» Task instructions:
A. In the page on self-employed borrowers, why is qualifying for a mortgage loan a problem for self-employed borrowers? Answer in one to three sentences.
B. Rewrite the part of the page on self-employed borrowers starting at "Many self employed" and ending at "obtaining a mortgage loan.", replacing "two years" with "three years".
C. Answer these questions from the page on self-employed borrowers:
(i) Which two kinds of mortgage loan programs does it say no longer exist?
(ii) How many years of adjusted gross income are normally averaged to determine self-employed income?
(iii) How much do self-employed borrowers usually write off?

» Passage shown:
Self Employed Borrowers

Self Employed Income Calculations

Self employed income calculations

These days, there are no such mortgage loan programs like no doc or stated income like we had several years ago.  A mortgage loan borrower needs income documentation in order to qualify for a residential mortgage loan.  This can be a problem for business owners and self employed mortgage loan borrowers when it comes to qualifying for self employed income calculations in determining their gross monthly income.

Self employed income calculations is done by two years tax returns

Many self employed income calculations is determined by tax returns.  We normally average the past two years of adjusted gross income when determining self employed income calculation.  Most times than not, self employed mortgage loan borrowers write off as much as legally possible in order to declare the least income possible.  This technique is great and advantageous to the self employed mortgage loan borrower but is a major hurdle and problem when it comes to trying to get a mortgage loan.  There are some solutions to help self employed and business mortgage borrowers in obtaining a mortgage loan.

» Data entries:
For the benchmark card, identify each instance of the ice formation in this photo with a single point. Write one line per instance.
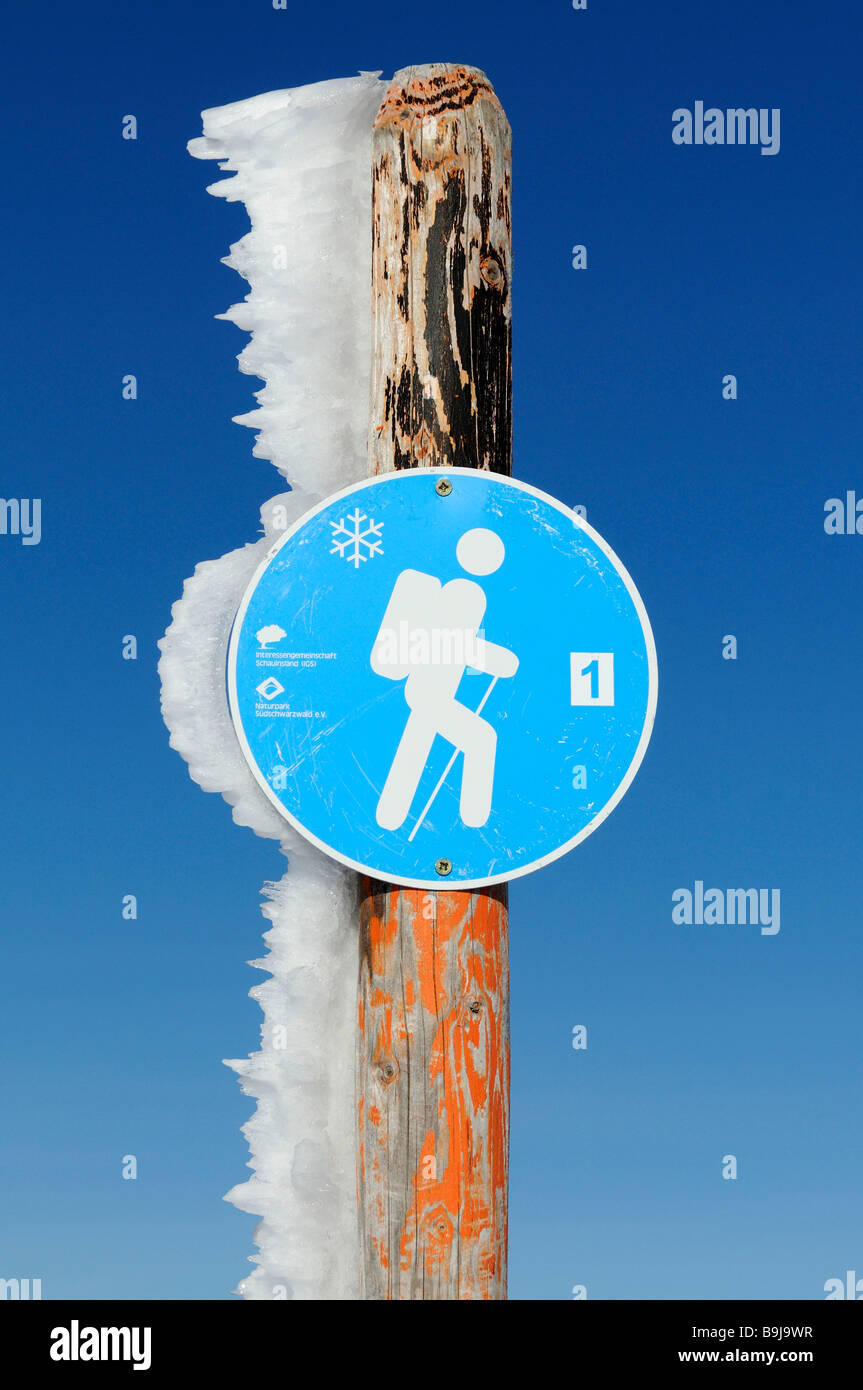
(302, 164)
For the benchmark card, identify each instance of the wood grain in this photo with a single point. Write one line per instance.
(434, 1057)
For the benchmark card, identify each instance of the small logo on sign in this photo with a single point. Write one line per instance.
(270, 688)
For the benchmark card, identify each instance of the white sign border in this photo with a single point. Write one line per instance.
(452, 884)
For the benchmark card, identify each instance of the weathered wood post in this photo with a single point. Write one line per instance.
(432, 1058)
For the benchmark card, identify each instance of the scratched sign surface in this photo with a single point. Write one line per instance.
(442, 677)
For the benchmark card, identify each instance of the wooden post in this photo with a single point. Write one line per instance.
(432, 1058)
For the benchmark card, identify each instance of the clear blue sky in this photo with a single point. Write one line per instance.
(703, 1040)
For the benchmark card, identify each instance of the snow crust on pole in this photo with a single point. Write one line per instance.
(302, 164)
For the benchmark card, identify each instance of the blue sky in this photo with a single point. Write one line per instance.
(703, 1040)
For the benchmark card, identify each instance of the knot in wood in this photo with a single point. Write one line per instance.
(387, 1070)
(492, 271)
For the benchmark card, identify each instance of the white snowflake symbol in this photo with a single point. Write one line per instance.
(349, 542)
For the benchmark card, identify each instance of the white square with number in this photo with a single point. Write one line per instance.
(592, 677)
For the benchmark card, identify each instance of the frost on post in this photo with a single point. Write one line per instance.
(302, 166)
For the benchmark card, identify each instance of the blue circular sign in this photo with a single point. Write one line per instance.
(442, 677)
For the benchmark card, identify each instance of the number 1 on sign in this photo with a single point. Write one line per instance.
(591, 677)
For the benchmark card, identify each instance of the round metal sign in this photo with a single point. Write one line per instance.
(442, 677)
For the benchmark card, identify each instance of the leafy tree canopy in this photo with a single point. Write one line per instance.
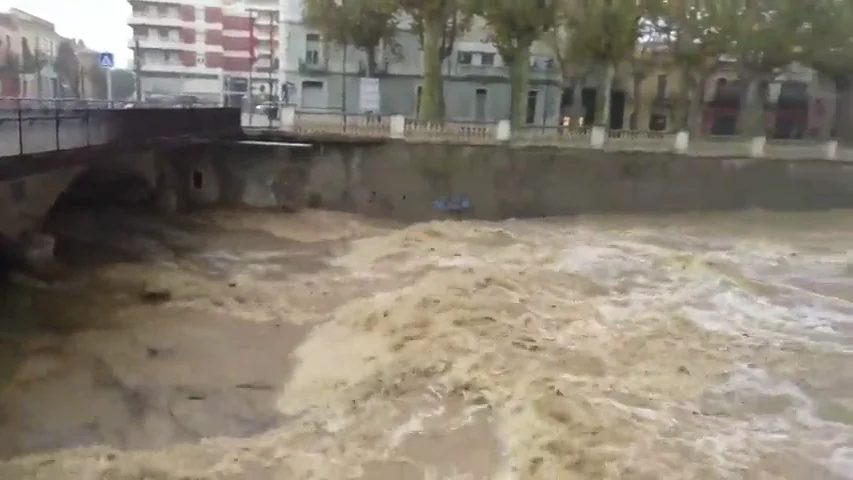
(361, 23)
* * *
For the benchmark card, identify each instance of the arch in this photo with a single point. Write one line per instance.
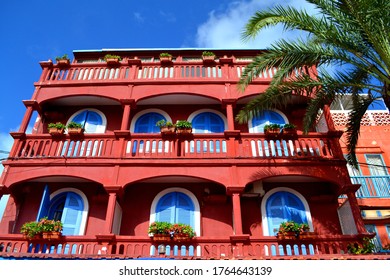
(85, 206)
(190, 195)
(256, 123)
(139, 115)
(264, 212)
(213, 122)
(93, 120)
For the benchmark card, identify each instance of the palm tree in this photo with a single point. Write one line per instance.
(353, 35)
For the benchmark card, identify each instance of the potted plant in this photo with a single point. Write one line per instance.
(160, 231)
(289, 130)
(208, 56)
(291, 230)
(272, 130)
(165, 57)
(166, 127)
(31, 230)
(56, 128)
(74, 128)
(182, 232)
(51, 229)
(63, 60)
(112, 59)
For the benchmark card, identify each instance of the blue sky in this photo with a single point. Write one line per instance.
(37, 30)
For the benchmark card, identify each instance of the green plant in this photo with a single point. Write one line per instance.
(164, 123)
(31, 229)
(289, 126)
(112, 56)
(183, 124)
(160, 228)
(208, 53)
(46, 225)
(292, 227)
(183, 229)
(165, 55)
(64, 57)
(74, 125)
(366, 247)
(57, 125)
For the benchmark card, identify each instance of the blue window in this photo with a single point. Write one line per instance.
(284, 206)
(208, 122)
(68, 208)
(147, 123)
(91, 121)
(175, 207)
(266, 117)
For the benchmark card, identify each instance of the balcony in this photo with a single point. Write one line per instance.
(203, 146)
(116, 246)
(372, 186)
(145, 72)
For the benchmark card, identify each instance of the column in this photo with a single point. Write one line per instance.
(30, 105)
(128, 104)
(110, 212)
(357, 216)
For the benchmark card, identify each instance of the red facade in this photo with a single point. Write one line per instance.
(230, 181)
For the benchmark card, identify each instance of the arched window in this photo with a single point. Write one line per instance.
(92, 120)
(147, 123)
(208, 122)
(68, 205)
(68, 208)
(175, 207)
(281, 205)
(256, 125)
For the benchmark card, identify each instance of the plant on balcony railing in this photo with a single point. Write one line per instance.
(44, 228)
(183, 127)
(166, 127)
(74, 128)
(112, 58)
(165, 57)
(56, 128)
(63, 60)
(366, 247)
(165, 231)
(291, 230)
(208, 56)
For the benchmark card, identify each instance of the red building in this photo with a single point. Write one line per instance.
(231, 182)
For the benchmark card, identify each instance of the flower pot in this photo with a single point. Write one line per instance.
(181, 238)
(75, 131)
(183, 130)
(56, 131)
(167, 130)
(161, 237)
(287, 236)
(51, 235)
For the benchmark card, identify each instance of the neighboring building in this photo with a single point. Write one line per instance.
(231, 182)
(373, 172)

» Responses for each task:
A. Income is usually figured by averaging the adjusted gross income on the past two years of tax returns. Self-employed borrowers tend to write off as much as legally possible so they declare the least income, and that lower figure makes qualifying hard. Because no-doc and stated-income programs no longer exist, they have to document that income.

B.
Many self employed income calculations is determined by tax returns.  We normally average the past three years of adjusted gross income when determining self employed income calculation.  Most times than not, self employed mortgage loan borrowers write off as much as legally possible in order to declare the least income possible.  This technique is great and advantageous to the self employed mortgage loan borrower but is a major hurdle and problem when it comes to trying to get a mortgage loan.  There are some solutions to help self employed and business mortgage borrowers in obtaining a mortgage loan.

C.
(i) No doc and stated income programs.
(ii) The past two years.
(iii) As much as legally possible, so they declare the least income possible.